**課題のねらい**
記録の先頭から「278,232,327,300」がある行まで、すべての行を一字も変えずにそのまま返してください。最初の行と「278,232,327,300」の行も含めます。
——
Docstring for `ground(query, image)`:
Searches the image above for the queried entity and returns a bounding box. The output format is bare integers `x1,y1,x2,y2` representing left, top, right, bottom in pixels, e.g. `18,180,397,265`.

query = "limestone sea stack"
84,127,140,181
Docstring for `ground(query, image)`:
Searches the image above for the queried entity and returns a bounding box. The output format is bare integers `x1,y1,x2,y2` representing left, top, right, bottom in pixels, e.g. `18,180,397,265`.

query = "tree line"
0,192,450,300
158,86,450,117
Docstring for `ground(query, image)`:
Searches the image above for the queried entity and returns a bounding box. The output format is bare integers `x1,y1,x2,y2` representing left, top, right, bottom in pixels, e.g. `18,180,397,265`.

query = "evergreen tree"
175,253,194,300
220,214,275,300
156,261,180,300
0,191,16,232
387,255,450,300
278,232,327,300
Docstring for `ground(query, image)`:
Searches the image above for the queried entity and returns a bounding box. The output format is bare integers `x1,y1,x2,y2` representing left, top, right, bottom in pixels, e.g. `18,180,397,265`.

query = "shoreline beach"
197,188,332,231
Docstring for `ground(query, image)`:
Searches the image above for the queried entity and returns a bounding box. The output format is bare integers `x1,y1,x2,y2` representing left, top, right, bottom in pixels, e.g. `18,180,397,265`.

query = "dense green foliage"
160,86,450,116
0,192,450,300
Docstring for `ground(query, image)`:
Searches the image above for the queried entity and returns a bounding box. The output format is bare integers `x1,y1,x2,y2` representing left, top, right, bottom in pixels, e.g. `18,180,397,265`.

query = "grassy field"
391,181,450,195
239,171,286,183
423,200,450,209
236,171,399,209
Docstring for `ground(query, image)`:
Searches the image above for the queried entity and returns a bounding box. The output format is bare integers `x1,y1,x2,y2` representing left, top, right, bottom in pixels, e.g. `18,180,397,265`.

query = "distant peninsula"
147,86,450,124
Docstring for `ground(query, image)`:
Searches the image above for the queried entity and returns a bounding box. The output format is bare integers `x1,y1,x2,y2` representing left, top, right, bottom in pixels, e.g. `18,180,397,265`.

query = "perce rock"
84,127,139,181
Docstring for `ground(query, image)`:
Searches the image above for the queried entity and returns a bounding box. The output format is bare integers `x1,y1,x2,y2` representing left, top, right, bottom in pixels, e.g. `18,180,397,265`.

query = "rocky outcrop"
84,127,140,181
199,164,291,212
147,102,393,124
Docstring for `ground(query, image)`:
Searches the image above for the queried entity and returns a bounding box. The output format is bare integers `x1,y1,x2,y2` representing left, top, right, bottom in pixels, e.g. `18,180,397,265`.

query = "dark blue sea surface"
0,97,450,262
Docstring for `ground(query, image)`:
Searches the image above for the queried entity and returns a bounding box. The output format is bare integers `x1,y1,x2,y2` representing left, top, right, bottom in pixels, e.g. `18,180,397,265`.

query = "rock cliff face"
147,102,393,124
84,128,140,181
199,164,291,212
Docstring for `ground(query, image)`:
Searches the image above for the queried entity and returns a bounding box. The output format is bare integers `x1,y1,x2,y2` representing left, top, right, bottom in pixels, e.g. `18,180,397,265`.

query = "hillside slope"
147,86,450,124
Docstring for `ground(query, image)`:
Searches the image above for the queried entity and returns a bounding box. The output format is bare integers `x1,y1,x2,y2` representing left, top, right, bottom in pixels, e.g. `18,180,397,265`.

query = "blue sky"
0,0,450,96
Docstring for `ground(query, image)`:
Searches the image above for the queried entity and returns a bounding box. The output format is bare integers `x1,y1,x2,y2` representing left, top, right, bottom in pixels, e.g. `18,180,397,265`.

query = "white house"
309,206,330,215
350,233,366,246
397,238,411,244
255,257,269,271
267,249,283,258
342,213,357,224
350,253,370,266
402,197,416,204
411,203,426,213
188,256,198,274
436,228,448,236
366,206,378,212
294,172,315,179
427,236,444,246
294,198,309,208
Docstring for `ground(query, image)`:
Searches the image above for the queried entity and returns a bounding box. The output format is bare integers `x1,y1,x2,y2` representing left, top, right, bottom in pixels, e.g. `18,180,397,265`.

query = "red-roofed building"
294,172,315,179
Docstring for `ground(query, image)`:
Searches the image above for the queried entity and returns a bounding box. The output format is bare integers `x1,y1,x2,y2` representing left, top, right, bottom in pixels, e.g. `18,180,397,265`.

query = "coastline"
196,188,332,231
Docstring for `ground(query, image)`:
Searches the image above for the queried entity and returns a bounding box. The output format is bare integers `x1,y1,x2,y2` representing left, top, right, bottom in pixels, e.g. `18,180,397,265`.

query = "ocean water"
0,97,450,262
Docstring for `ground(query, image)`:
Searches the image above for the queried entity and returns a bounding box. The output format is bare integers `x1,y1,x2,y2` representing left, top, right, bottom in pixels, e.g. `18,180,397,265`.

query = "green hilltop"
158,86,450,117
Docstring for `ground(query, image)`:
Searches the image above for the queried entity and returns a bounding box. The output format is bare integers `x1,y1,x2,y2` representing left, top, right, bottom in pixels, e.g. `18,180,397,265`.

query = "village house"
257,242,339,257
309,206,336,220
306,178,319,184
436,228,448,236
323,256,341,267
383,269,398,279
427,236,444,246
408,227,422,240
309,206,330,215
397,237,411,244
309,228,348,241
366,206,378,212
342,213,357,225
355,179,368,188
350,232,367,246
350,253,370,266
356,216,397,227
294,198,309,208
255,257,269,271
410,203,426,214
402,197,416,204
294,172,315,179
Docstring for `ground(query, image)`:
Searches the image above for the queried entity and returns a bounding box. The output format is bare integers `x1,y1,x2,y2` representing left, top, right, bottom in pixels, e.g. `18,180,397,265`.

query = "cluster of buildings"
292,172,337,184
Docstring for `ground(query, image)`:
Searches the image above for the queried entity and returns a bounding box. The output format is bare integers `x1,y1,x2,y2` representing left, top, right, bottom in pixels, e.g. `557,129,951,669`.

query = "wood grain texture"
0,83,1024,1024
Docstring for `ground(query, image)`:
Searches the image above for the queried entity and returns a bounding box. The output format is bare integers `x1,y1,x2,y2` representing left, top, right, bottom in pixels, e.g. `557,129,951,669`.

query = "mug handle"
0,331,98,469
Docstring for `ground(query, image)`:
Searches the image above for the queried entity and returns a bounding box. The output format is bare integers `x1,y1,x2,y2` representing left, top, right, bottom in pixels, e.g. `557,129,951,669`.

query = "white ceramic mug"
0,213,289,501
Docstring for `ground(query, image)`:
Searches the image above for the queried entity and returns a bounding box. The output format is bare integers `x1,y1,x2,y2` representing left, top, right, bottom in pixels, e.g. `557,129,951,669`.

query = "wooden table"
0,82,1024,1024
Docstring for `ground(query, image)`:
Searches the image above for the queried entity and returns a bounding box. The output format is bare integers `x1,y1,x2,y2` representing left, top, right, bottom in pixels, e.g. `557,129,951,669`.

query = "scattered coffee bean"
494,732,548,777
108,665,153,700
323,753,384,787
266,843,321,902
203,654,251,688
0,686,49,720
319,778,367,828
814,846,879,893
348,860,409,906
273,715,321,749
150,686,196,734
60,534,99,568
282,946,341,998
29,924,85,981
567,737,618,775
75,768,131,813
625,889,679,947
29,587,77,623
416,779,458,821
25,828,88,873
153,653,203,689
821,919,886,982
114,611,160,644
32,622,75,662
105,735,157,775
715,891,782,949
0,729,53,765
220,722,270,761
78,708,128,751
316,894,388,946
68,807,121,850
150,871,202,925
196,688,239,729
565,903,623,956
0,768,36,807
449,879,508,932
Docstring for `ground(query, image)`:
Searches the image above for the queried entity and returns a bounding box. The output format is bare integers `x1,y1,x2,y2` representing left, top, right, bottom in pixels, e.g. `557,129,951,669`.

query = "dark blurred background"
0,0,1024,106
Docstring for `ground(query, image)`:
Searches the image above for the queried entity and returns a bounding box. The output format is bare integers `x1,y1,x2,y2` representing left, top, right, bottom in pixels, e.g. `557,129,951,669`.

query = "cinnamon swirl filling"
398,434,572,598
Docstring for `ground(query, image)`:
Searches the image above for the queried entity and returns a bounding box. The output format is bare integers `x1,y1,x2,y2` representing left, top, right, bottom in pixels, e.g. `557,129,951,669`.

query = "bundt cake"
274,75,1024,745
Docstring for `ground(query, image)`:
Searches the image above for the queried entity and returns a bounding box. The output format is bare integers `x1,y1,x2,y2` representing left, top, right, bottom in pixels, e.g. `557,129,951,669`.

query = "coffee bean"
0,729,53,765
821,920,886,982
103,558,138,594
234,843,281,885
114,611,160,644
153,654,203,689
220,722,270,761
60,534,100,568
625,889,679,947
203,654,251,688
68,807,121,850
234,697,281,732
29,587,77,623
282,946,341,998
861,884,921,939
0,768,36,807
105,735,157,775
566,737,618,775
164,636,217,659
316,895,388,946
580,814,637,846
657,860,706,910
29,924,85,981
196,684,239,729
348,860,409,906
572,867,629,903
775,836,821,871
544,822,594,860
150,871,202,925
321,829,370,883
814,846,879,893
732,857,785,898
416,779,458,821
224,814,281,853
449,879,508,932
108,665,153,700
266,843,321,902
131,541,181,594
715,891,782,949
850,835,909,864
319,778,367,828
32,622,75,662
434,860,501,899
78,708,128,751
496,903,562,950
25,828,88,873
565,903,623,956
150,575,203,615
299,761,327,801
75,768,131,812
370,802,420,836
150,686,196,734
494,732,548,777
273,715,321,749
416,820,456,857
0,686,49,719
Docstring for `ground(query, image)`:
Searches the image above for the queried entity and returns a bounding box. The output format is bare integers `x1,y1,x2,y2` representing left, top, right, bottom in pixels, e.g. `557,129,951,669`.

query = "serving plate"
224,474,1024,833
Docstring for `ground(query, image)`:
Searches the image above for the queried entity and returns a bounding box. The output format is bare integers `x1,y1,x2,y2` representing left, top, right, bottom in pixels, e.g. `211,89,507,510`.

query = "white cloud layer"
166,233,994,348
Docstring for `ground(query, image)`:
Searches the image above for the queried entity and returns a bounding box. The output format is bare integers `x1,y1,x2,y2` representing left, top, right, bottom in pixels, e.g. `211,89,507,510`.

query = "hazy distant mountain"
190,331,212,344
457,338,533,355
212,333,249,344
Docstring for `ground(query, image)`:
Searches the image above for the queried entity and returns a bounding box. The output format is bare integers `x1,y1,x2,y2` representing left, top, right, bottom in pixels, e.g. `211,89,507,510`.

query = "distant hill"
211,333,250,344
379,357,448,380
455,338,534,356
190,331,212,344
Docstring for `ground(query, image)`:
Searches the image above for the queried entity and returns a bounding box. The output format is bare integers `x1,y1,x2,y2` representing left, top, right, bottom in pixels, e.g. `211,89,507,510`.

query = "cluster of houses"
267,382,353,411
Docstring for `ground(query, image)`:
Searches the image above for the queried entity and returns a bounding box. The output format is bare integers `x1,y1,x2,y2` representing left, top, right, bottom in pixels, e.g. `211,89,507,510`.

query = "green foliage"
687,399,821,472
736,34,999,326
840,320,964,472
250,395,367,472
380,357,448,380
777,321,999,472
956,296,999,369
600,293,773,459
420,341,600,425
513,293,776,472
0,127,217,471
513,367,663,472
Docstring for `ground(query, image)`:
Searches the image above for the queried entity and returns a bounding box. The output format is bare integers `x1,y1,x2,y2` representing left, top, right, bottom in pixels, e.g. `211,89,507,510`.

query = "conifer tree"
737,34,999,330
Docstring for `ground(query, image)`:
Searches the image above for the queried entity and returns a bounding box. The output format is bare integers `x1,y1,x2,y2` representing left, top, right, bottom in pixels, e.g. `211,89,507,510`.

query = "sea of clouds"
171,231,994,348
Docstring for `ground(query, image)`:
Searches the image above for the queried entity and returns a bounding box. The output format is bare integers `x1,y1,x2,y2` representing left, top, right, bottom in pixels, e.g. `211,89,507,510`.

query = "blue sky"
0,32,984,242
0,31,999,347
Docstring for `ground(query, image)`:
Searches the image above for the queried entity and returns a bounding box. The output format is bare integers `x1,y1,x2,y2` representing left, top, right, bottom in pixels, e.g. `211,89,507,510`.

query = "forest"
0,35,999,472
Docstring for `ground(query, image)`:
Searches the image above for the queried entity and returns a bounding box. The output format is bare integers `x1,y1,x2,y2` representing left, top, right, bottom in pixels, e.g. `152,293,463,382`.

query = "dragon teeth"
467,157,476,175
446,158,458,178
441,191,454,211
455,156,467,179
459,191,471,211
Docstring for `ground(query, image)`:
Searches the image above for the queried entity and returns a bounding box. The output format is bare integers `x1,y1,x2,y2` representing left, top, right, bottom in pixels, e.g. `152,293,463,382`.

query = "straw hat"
——
**書いた答え**
Docstring for `ground(query, image)`:
Searches the image above for the queried entity and returns a bounding box. The output format is bare integers `x1,y1,x2,y2` representing left, top, right, bottom in pixels, e.g. `18,180,397,265`.

query = "limestone sea stack"
84,127,140,181
Docstring for `ground(query, image)`:
Searches the image above for the queried entity and returns a bounding box. The output format is bare integers `x1,y1,x2,y2` representing left, top, right, bottom in pixels, e.g. `18,180,397,265`.

query = "tree line"
0,192,450,300
158,86,450,117
Docstring for `ground(query, image)`:
Searches the image above for the queried entity and returns a bounding box. The output format is bare integers `x1,y1,x2,y2` representing left, top, right, bottom in pixels, e.g. `18,180,397,265`.

query = "evergreen tree"
175,253,194,300
220,214,275,300
156,261,180,300
0,191,16,232
387,255,450,300
278,232,327,300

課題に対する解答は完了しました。